• [What needs to be done]
Here are some records. Copy each one exactly.

>> BEGIN

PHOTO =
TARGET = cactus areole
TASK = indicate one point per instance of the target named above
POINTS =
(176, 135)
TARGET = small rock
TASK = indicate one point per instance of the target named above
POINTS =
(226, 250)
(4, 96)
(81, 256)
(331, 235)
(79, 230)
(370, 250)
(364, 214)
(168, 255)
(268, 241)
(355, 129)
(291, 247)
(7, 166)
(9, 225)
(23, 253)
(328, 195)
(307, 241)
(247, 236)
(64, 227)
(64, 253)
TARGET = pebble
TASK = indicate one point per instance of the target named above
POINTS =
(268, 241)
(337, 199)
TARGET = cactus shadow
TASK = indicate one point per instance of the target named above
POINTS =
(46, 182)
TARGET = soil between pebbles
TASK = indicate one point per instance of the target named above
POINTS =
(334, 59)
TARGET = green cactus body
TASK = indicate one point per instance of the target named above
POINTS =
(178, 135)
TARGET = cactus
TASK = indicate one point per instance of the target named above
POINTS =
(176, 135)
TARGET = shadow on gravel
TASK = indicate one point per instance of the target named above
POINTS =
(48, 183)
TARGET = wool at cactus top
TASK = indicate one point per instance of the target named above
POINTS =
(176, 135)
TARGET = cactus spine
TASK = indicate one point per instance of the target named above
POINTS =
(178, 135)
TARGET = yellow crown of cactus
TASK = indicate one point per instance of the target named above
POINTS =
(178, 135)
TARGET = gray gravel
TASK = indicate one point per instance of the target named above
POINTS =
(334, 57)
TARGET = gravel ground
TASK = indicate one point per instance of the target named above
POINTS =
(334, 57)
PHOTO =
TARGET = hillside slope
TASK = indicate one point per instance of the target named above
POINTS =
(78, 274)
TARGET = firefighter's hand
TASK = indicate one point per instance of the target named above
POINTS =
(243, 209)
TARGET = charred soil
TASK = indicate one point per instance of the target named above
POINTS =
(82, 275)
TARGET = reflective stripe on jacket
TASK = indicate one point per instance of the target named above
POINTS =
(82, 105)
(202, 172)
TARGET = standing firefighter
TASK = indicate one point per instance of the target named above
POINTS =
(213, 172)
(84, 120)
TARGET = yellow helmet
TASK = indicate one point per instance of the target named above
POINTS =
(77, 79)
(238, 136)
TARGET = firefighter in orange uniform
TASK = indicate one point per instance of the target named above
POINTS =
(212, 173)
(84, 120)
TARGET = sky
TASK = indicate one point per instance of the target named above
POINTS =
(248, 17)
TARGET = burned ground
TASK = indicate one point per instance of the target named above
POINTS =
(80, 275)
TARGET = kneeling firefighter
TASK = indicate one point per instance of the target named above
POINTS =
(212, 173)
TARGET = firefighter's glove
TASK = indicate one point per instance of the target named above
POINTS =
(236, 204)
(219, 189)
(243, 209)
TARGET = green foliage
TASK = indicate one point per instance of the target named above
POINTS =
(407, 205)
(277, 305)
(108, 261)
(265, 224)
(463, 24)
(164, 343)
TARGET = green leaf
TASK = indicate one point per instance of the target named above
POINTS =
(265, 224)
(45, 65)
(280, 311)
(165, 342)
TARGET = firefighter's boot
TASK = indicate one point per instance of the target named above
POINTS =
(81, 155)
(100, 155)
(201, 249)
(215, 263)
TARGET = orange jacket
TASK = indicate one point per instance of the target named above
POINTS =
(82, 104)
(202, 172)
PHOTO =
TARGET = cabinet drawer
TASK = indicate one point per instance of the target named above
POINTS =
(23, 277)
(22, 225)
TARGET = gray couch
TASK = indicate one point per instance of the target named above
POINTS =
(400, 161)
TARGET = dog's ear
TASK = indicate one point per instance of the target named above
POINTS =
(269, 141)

>> END

• [Answer to the problem]
PHOTO =
TARGET = cactus areole
TASK = indicate one point per instance of the target named above
POINTS =
(176, 135)
TARGET = small rock
TASK = indicate one point per instance of the target named above
POINTS =
(226, 250)
(4, 96)
(81, 256)
(331, 235)
(79, 230)
(370, 250)
(364, 214)
(168, 255)
(268, 241)
(355, 129)
(291, 247)
(7, 166)
(9, 225)
(23, 253)
(328, 195)
(307, 241)
(247, 236)
(64, 227)
(64, 253)
TARGET = pebble
TASK = indicate one point per instance of the target named above
POINTS =
(268, 241)
(337, 199)
TARGET = cactus shadow
TASK = indicate one point per instance of the target named above
POINTS =
(46, 182)
TARGET = soil between pebbles
TASK = indicate one point per instance of the target named above
POINTS =
(334, 59)
TARGET = green cactus body
TASK = indicate one point per instance of the target named above
POINTS =
(178, 135)
TARGET = cactus
TASK = indicate one point per instance of the target named above
POINTS =
(176, 135)
TARGET = shadow on gravel
TASK = indicate one point per instance of the target named above
POINTS =
(48, 183)
TARGET = wool at cactus top
TASK = indicate one point per instance of the target named above
POINTS =
(176, 135)
TARGET = cactus spine
TASK = indicate one point per instance of the target named above
POINTS =
(178, 135)
TARGET = yellow crown of cactus
TASK = indicate one point per instance of the target named above
POINTS =
(178, 135)
TARGET = gray gravel
TASK = indicate one point per instance of the target named above
POINTS =
(334, 57)
TARGET = gravel ground
TASK = indicate one point per instance of the target named above
POINTS =
(334, 57)
PHOTO =
TARGET = hillside slope
TASK = indicate one point per instance of the target named above
POINTS =
(78, 274)
TARGET = firefighter's hand
TASK = indicate one point per instance of the target named above
POINTS =
(243, 209)
TARGET = charred soil
TASK = indicate one point per instance of the target named above
POINTS =
(82, 275)
TARGET = reflective stripe on jacket
TASK = indicate one point per instance of the target named above
POINTS =
(82, 105)
(202, 172)
TARGET = standing firefighter
TASK = indicate one point per instance of the target named above
POINTS =
(213, 172)
(84, 120)
TARGET = yellow helmet
TASK = indicate one point per instance of the target named above
POINTS =
(77, 79)
(238, 136)
TARGET = firefighter in orange uniform
TASK = indicate one point per instance of the target named above
POINTS =
(212, 173)
(84, 120)
TARGET = sky
TASK = indicate one point per instance of the target named above
POINTS =
(248, 17)
TARGET = burned ground
TASK = indicate one point per instance of the target named above
POINTS =
(80, 275)
TARGET = kneeling firefighter
TASK = indicate one point per instance of the target named above
POINTS =
(212, 173)
TARGET = firefighter's glove
TASK = indicate one point per instance of the target named above
POINTS =
(236, 204)
(219, 189)
(243, 209)
TARGET = green foliage
TASK = indicate one point per instance of the target named above
POINTS =
(407, 205)
(277, 305)
(108, 261)
(265, 224)
(463, 24)
(164, 343)
TARGET = green leaf
TASK = indicate one point per instance of the target named above
POINTS =
(265, 224)
(45, 65)
(280, 311)
(165, 342)
TARGET = firefighter's boot
TASK = indicate one point per instance of the target named above
POINTS =
(81, 155)
(100, 155)
(201, 249)
(215, 263)
TARGET = orange jacket
TASK = indicate one point per instance of the target named above
POINTS =
(82, 104)
(202, 172)
PHOTO =
TARGET = cabinet drawer
TASK = indicate one point per instance of the target named above
POINTS =
(23, 277)
(22, 225)
TARGET = gray couch
TASK = indicate one point per instance of the target named above
POINTS =
(400, 161)
TARGET = dog's ear
TASK = indicate one point per instance of the target named above
POINTS =
(269, 141)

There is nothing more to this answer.